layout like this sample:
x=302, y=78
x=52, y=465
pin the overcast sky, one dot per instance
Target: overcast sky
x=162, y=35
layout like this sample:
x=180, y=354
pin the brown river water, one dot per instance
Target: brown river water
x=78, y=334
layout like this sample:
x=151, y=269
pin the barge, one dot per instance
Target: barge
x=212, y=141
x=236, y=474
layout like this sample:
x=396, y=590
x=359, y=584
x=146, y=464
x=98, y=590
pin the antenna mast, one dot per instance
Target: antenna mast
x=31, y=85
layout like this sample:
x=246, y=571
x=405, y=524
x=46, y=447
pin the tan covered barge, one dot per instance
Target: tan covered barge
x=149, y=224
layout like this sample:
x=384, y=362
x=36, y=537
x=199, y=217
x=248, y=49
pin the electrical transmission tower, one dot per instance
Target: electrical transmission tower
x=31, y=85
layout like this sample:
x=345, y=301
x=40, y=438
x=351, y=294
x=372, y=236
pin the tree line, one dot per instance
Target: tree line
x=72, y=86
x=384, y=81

○ ○ ○ ○ ○ ○ ○

◆ **Task details**: Above are the records. Print exactly, and only, the lines from the line with "x=302, y=78" to the line with "x=98, y=590", both inclusive.

◆ **Exercise response**:
x=302, y=78
x=52, y=465
pin the overcast sky, one dot per instance
Target: overcast sky
x=162, y=35
layout like this sample:
x=180, y=354
pin the brown river water, one dot per instance
Target: brown river water
x=78, y=334
layout like this sample:
x=151, y=269
pin the barge, one dot per instance
Target: barge
x=212, y=141
x=236, y=474
layout like this sample:
x=396, y=590
x=359, y=584
x=146, y=464
x=98, y=590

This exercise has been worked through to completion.